What is expected: Please recast the items, from the line containing "Would you please pick out the brown" through the last line of the items (both included), as a Markdown table with columns Row and Entry, giving each line a row number and leaving out blank lines.

Given data:
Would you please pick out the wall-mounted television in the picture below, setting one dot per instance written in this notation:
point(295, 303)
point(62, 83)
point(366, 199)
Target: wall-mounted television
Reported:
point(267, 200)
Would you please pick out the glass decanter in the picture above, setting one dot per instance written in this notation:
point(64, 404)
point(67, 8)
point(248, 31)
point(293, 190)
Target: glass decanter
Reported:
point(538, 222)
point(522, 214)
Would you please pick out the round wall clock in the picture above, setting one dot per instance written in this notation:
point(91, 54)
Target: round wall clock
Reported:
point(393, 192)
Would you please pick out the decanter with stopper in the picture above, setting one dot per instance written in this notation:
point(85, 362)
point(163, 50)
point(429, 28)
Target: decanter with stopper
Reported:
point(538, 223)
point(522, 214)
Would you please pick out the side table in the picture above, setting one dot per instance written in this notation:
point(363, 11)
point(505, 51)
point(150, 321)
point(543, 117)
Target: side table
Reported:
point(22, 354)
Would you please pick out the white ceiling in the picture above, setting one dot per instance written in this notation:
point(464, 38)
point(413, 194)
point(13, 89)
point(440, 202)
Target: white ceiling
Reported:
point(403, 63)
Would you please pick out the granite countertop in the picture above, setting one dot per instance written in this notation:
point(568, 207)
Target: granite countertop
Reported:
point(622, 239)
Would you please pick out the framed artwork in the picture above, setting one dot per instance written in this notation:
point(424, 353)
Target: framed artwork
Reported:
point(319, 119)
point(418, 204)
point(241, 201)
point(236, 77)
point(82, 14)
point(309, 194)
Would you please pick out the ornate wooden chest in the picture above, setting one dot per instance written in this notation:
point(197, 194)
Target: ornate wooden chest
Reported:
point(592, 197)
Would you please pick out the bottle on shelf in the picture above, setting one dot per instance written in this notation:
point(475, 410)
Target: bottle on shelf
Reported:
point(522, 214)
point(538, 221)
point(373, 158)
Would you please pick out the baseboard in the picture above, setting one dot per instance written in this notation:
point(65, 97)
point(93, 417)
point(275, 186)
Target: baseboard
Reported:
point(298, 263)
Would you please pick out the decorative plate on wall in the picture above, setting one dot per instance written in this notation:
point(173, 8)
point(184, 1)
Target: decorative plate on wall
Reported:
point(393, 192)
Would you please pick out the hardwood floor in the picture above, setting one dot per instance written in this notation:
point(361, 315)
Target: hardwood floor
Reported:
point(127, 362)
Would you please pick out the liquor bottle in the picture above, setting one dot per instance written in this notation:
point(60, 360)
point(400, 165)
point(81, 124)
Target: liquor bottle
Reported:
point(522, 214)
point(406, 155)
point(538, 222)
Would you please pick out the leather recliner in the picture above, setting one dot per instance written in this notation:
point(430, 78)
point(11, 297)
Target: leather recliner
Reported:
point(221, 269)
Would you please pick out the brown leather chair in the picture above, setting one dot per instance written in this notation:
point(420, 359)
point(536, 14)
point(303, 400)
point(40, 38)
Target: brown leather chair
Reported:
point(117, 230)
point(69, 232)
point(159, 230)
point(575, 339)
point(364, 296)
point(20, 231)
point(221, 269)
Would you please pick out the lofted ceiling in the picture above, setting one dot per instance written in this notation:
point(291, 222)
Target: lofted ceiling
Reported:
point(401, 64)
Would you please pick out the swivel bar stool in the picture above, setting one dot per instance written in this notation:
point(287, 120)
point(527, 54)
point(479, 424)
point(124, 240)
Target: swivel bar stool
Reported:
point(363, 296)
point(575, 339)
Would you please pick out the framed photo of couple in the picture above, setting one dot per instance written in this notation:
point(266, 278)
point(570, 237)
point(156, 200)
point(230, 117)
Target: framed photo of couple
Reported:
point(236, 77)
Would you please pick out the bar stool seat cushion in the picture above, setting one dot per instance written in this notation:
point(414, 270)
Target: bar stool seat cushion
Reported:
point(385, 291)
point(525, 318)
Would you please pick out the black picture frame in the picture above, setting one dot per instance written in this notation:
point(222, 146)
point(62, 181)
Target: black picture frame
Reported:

Exercise result:
| Row | Entry |
|---|---|
| 1 | Would you please pick out the brown leather chair in the picture above, setting one dot per instance written in this notation: |
| 2 | point(420, 359) |
| 3 | point(536, 14) |
| 4 | point(303, 400) |
| 5 | point(40, 38) |
| 6 | Target: brown leather chair |
| 7 | Reported: |
| 8 | point(117, 230) |
| 9 | point(69, 232) |
| 10 | point(159, 230) |
| 11 | point(575, 339) |
| 12 | point(364, 296) |
| 13 | point(20, 231) |
| 14 | point(221, 269) |
| 15 | Would you please pick out the lofted ceiling in the picture above, setting one dot per instance written in this notation: |
| 16 | point(291, 222) |
| 17 | Target: lofted ceiling |
| 18 | Reported: |
| 19 | point(401, 64) |
| 20 | Would you please pick out the swivel bar stool in the picture above, setting one dot per instance written in this notation: |
| 21 | point(287, 120) |
| 22 | point(527, 54) |
| 23 | point(479, 424) |
| 24 | point(124, 240) |
| 25 | Target: swivel bar stool |
| 26 | Reported: |
| 27 | point(363, 296) |
| 28 | point(575, 339) |
| 29 | Would you please pick out the framed photo of couple in the picture above, setting one dot per instance written in this notation: |
| 30 | point(266, 278) |
| 31 | point(570, 237) |
| 32 | point(156, 200) |
| 33 | point(230, 117) |
| 34 | Target: framed photo of couple |
| 35 | Reported: |
| 36 | point(236, 77) |
| 37 | Would you please pick out the bar stool seat cushion in the picture above, setting one dot per instance written in this notation: |
| 38 | point(414, 270) |
| 39 | Target: bar stool seat cushion |
| 40 | Reported: |
| 41 | point(385, 291) |
| 42 | point(525, 318) |
| 43 | Would you please pick out the black picture frame in the picture above, setting one dot per instance written in this notation: |
| 44 | point(222, 146) |
| 45 | point(62, 181) |
| 46 | Target: black picture frame |
| 47 | Reported: |